### [STATED TASK A]
Reproduce word for word the part of the passage on the distance formula that begins with the words "Why square the" and ends with the words "and (7, 1)?".

What does (x₁, y₁) represent?
(x₁, y₁) represents the coordinates of the first point.
What does (x₂, y₂) represent?
(x₂, y₂) represents the coordinates of the second point.
Why square the differences in the distance formula?
Squaring ensures the differences are positive and avoids cancelling out negative values.
What does the square root in the distance formula do?
The square root converts the squared distance back to the actual distance.
What is the distance between (3, 4) and (7, 1)?
Using the formula: √((7 - 3)² + (1 - 4)²) = √(4² + (-3)²) = √(16 + 9) = √25 = 5.
What is the distance between (0, 0) and (5, 12)?
Using the formula: √((5 - 0)² + (12 - 0)²) = √(5² + 12²) = √(25 + 144) = √169 = 13.
What is the distance between two points on a horizontal line?

### [GIVEN RECORDS]
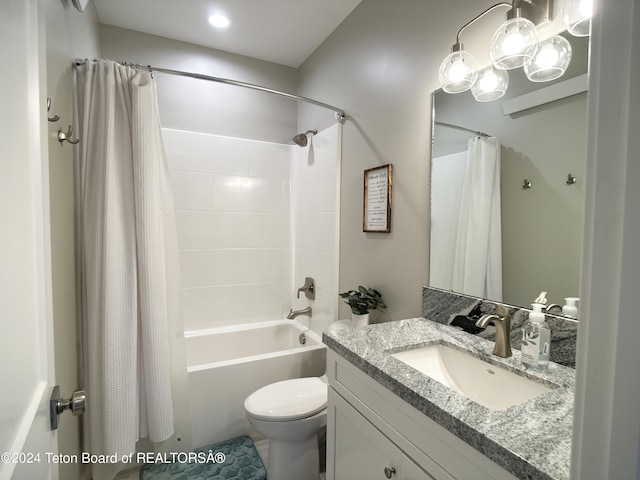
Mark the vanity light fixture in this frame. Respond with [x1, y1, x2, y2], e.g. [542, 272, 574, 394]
[438, 0, 593, 102]
[471, 65, 509, 102]
[438, 2, 511, 93]
[489, 0, 550, 70]
[562, 0, 593, 37]
[524, 35, 571, 82]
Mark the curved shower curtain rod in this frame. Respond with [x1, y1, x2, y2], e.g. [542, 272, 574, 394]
[74, 59, 346, 123]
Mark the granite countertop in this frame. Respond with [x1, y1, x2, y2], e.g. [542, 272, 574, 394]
[323, 318, 575, 480]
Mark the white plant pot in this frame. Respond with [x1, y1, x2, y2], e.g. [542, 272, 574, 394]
[351, 312, 369, 328]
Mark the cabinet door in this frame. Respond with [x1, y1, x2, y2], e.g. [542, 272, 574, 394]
[327, 390, 433, 480]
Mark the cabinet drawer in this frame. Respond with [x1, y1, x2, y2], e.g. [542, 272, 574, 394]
[327, 350, 517, 480]
[327, 389, 438, 480]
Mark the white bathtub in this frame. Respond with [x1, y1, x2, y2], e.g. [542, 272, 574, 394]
[185, 320, 326, 448]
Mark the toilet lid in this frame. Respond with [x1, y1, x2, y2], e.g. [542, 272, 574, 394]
[244, 377, 327, 421]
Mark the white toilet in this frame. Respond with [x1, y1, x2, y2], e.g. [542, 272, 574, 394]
[244, 377, 327, 480]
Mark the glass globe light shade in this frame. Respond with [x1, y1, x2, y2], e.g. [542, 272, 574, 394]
[562, 0, 593, 37]
[489, 17, 538, 70]
[471, 66, 509, 102]
[524, 35, 571, 82]
[438, 50, 478, 93]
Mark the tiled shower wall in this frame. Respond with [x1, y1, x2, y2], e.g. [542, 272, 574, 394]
[163, 124, 336, 330]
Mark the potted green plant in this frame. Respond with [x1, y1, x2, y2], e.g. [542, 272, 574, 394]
[339, 285, 387, 326]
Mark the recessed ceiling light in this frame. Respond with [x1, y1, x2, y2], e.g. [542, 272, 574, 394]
[209, 14, 231, 28]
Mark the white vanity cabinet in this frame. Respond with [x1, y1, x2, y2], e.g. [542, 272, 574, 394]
[327, 392, 434, 480]
[327, 349, 516, 480]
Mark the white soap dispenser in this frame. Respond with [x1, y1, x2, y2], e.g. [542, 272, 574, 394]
[562, 297, 580, 318]
[520, 303, 551, 369]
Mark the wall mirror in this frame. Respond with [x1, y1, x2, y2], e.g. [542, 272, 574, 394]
[429, 34, 589, 316]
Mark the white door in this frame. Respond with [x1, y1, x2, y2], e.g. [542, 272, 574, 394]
[0, 0, 58, 480]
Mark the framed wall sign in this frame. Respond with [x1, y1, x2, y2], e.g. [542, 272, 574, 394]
[362, 164, 393, 233]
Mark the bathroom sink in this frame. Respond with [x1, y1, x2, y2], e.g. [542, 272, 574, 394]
[391, 344, 551, 410]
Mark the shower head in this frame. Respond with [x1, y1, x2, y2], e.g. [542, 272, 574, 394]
[293, 128, 318, 147]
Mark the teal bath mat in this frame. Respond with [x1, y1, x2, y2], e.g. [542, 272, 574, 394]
[140, 435, 267, 480]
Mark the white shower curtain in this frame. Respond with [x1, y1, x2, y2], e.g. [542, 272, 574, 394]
[453, 137, 502, 301]
[76, 60, 186, 468]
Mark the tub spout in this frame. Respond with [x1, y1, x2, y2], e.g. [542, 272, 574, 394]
[287, 307, 311, 320]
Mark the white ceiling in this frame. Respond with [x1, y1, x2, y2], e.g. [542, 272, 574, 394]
[94, 0, 361, 68]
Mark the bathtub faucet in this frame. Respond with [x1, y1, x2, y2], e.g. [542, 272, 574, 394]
[296, 277, 316, 300]
[287, 307, 311, 320]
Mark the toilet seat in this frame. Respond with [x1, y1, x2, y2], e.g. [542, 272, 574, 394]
[244, 377, 327, 422]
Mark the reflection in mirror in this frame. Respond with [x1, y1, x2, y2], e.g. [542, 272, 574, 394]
[429, 35, 589, 316]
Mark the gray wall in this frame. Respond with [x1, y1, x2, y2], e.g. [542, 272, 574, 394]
[100, 25, 298, 143]
[42, 1, 100, 480]
[434, 82, 587, 307]
[298, 0, 576, 320]
[298, 0, 464, 320]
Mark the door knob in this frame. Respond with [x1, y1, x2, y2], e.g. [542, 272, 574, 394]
[49, 385, 87, 430]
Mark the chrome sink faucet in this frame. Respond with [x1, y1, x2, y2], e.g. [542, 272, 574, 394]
[287, 307, 311, 320]
[476, 305, 513, 358]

### [STATED TASK B]
Transcribe, with no changes, the lines of the records from the line containing "Mark the white vanity" through the line containing "[362, 164, 393, 233]", both included.

### [WORKED SOLUTION A]
Why square the differences in the distance formula?
Squaring ensures the differences are positive and avoids cancelling out negative values.
What does the square root in the distance formula do?
The square root converts the squared distance back to the actual distance.
What is the distance between (3, 4) and (7, 1)?

### [WORKED SOLUTION B]
Mark the white vanity cabinet in this frame. Respond with [x1, y1, x2, y2], e.g. [542, 272, 574, 394]
[327, 392, 434, 480]
[327, 349, 516, 480]
Mark the white soap dispenser in this frame. Respond with [x1, y1, x2, y2], e.g. [542, 272, 574, 394]
[562, 297, 580, 318]
[520, 303, 551, 369]
Mark the wall mirror in this frame. Respond with [x1, y1, x2, y2], e.g. [542, 272, 574, 394]
[429, 34, 589, 316]
Mark the white door in this frame. Respond with [x1, y1, x2, y2], e.g. [542, 272, 574, 394]
[0, 0, 58, 480]
Mark the framed wall sign in this frame. Respond with [x1, y1, x2, y2], e.g. [542, 272, 574, 394]
[362, 164, 393, 233]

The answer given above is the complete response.